SHORT EXERCISE: Write out every entry word for word.

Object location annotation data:
>>>
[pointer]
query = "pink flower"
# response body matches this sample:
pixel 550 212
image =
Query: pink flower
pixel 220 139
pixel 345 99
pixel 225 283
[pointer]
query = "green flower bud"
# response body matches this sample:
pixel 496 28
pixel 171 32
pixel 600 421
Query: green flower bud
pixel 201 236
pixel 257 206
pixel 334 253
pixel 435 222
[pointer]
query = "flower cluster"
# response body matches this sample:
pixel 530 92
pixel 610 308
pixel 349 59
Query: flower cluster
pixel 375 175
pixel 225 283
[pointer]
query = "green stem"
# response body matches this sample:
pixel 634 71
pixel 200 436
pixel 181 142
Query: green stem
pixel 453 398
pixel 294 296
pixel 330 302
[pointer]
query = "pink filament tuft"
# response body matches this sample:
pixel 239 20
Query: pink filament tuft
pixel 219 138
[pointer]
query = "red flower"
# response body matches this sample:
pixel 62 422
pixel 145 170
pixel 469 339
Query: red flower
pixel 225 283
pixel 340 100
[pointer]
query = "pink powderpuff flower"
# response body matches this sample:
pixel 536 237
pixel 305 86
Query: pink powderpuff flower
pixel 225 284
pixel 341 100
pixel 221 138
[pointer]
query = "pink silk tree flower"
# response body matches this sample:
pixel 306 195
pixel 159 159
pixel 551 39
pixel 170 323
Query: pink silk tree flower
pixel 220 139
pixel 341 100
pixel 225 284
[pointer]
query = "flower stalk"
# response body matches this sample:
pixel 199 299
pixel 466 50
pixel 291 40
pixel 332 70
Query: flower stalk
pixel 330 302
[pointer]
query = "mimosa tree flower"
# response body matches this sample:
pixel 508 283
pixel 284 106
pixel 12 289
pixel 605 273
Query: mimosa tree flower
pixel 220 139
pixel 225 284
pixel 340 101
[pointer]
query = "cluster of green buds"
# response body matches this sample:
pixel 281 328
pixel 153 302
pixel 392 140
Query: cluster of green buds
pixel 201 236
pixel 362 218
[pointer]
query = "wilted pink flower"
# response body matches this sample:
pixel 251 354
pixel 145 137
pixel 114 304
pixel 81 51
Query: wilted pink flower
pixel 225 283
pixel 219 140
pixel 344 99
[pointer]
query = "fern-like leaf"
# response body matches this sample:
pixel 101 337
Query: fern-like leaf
<<<
SOLUTION FOR THIS TASK:
[pointer]
query = "pink flower"
# response body matches this sample:
pixel 550 212
image =
Query: pink flower
pixel 220 139
pixel 345 99
pixel 225 283
[pointer]
query = "green flower bud"
# response body matches this sample:
pixel 496 28
pixel 171 32
pixel 600 421
Query: green flower bud
pixel 201 236
pixel 257 206
pixel 334 253
pixel 435 222
[pointer]
query = "flower cluster"
# response body matches this sample:
pixel 530 92
pixel 610 308
pixel 349 59
Query: flower cluster
pixel 375 175
pixel 225 283
[pointer]
query = "green stem"
# response body matches this sample:
pixel 634 71
pixel 200 436
pixel 181 142
Query: green stem
pixel 453 398
pixel 294 296
pixel 330 302
[pointer]
query = "pink filament tuft"
# response body matches this sample:
pixel 239 20
Query: pink filament tuft
pixel 219 138
[pointer]
query = "red flower"
# response body matches this sample:
pixel 62 422
pixel 145 170
pixel 469 339
Query: red flower
pixel 225 283
pixel 340 100
[pointer]
query = "pink powderpuff flower"
# response body matches this sample:
pixel 536 237
pixel 305 86
Query: pink powderpuff flower
pixel 225 284
pixel 341 100
pixel 221 138
[pointer]
query = "pink silk tree flower"
# response body matches this sample:
pixel 306 195
pixel 159 159
pixel 551 39
pixel 170 323
Query: pink silk tree flower
pixel 220 139
pixel 341 100
pixel 225 284
[pointer]
query = "flower stalk"
# response body matches this sample:
pixel 199 299
pixel 466 50
pixel 291 40
pixel 332 70
Query: flower stalk
pixel 330 302
[pointer]
query = "mimosa tree flower"
# response body matches this sample:
pixel 508 283
pixel 284 106
pixel 12 289
pixel 605 273
Query: mimosa tree flower
pixel 220 139
pixel 225 284
pixel 340 101
[pointer]
query = "cluster of green buds"
# response body matches this sample:
pixel 281 328
pixel 153 302
pixel 392 140
Query: cluster of green buds
pixel 201 236
pixel 362 218
[pointer]
query = "wilted pink flower"
# response body matches this sample:
pixel 251 354
pixel 145 137
pixel 114 304
pixel 81 51
Query: wilted pink flower
pixel 225 283
pixel 219 140
pixel 344 99
[pointer]
query = "fern-like leaf"
# response body matches this sample:
pixel 101 337
Query: fern-like leaf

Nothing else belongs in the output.